● DIRECTIONS: Swap "set a point on" for "place a marker on" everywhere it appears in the items below, and write the items out again with everything else unchanged. Leave the pictures out.

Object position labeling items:
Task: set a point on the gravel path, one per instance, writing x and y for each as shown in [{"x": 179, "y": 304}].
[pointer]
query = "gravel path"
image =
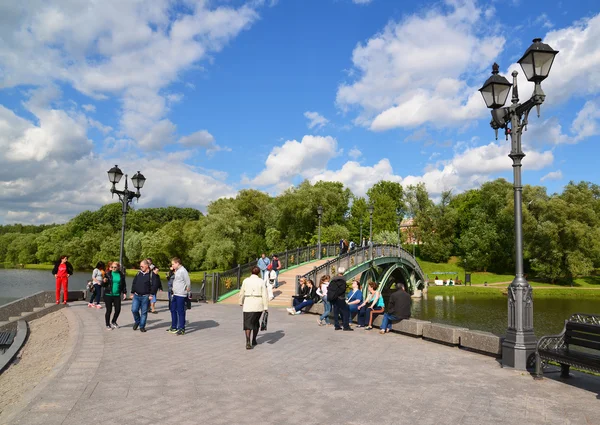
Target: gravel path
[{"x": 42, "y": 351}]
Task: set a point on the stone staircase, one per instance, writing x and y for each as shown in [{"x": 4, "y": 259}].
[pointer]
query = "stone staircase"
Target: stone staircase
[{"x": 287, "y": 285}]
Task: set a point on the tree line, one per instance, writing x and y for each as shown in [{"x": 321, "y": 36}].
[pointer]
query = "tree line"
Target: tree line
[{"x": 561, "y": 231}]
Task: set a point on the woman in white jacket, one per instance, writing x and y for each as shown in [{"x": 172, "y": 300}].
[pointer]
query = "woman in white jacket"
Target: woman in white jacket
[{"x": 254, "y": 299}]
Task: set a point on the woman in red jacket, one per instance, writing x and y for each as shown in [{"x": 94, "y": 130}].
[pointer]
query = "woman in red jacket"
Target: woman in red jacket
[{"x": 62, "y": 270}]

● OUTPUT BELOW:
Task: place a marker on the gravel path, one per instance, writing x and y for each as shown in [{"x": 179, "y": 304}].
[pointer]
query = "gravel path"
image =
Target: gravel path
[{"x": 42, "y": 351}]
Task: place a marker on the stone staircase, one per instance, writing x and y for each as shown in [{"x": 4, "y": 259}].
[pointer]
query = "stone staircase"
Target: stone staircase
[{"x": 287, "y": 285}]
Task: place a marker on the tree line, one per instance, writing x and y for each as shown in [{"x": 321, "y": 36}].
[pointer]
query = "tree line"
Target: tree line
[{"x": 561, "y": 231}]
Task: place a marker on the woman in white jacket, one per instance, writing x and y for each as shown in [{"x": 172, "y": 300}].
[pointer]
query = "woman in white jacket"
Target: woman in white jacket
[{"x": 254, "y": 299}]
Task: place a marker on the woman in red jacket, one per instance, writing x and y for each as shown in [{"x": 94, "y": 130}].
[pointer]
query = "woman in red jacket"
Target: woman in red jacket
[{"x": 62, "y": 270}]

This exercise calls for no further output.